• WORK INSTRUCTIONS:
Reproduce word for word the lines from the start of the records through the line containing "Mark the region of every instance of the person", including that line.

Labeling and segmentation records:
▬▬▬

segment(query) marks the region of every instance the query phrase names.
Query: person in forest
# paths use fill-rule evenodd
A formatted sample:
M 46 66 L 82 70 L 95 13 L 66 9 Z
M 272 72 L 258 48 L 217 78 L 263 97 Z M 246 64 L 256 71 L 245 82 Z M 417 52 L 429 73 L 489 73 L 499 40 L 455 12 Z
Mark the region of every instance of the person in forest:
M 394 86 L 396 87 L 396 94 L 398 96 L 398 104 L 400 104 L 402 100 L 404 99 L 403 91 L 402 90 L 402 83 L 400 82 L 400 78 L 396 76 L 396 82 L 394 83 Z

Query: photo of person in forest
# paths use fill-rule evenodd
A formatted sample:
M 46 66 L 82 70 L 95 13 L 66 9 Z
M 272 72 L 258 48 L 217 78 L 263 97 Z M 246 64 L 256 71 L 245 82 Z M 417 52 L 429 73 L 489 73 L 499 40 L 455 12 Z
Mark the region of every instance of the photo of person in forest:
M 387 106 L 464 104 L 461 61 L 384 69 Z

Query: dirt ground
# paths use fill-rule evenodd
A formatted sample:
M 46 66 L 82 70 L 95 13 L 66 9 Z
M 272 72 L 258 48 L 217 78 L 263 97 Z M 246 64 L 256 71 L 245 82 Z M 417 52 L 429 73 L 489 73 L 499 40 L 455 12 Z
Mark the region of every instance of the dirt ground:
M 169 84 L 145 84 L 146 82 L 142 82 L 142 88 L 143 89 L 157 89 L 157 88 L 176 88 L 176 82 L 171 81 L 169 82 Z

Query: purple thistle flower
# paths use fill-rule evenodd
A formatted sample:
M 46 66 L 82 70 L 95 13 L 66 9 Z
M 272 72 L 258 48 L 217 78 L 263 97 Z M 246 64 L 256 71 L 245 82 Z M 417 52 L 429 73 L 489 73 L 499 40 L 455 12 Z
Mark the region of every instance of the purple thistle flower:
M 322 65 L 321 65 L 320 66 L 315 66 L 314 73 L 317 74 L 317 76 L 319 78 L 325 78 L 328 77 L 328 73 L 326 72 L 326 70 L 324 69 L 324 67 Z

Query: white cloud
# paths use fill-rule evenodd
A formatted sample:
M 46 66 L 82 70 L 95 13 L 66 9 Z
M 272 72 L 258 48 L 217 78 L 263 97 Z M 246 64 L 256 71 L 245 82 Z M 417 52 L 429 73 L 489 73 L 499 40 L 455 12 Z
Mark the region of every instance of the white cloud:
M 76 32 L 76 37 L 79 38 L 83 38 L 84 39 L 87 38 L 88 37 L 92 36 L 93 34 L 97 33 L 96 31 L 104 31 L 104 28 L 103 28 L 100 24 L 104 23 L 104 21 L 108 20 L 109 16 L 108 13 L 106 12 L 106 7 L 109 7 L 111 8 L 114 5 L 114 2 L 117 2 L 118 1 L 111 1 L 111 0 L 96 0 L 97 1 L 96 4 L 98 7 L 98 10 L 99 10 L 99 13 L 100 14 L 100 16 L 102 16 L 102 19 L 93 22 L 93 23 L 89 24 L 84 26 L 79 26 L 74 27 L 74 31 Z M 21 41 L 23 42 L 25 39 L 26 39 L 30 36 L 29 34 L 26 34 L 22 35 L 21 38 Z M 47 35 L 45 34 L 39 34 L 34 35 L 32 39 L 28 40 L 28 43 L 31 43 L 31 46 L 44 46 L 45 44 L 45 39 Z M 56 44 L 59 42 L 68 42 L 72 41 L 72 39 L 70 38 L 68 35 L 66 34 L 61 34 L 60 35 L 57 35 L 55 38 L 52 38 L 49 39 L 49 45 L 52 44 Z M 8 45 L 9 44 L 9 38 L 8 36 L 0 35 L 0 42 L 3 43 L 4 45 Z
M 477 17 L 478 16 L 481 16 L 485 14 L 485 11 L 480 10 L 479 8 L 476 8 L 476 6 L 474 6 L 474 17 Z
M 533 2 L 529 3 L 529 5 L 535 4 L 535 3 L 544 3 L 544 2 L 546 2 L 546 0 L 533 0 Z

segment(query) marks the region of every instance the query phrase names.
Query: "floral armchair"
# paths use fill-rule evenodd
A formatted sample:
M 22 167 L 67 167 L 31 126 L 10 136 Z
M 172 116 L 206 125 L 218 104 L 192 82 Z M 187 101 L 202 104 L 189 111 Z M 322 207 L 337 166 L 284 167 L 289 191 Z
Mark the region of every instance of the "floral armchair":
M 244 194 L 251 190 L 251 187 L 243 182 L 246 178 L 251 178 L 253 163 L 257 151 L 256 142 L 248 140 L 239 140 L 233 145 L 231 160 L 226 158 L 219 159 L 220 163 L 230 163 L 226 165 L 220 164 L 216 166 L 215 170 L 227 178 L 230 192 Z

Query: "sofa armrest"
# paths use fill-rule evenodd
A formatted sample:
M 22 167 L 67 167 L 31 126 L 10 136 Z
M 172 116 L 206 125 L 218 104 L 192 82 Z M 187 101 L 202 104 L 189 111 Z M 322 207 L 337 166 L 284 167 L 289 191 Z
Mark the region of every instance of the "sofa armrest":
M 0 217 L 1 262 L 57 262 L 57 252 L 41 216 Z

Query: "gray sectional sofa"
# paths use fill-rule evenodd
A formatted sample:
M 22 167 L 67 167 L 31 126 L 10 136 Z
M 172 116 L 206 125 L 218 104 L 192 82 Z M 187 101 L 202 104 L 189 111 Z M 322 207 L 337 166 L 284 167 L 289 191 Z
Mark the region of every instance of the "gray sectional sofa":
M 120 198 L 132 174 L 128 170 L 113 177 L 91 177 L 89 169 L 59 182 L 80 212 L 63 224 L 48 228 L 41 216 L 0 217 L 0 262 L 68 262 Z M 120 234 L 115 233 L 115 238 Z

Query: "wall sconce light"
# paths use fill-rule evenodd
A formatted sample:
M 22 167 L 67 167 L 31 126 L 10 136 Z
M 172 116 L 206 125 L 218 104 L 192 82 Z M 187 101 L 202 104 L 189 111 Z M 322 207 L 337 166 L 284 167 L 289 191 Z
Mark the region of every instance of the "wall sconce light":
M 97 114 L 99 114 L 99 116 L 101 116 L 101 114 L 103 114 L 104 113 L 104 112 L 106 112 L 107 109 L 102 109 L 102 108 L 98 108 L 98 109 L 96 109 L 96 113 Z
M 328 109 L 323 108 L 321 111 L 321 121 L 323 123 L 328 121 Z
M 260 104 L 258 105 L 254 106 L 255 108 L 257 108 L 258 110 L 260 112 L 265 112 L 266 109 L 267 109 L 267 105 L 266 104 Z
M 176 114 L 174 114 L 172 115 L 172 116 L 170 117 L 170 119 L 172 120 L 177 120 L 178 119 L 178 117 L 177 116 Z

▬▬▬

• ANSWER FOR THE TASK:
segment(query) marks the region of every instance the query phrase names.
Query: person in forest
# paths use fill-rule evenodd
A formatted sample:
M 46 66 L 82 70 L 95 13 L 66 9 Z
M 272 72 L 258 48 L 217 78 L 263 97 Z M 246 64 L 256 71 L 245 82 Z M 417 52 L 429 73 L 489 73 L 499 40 L 455 12 Z
Mark the region of every instance of the person in forest:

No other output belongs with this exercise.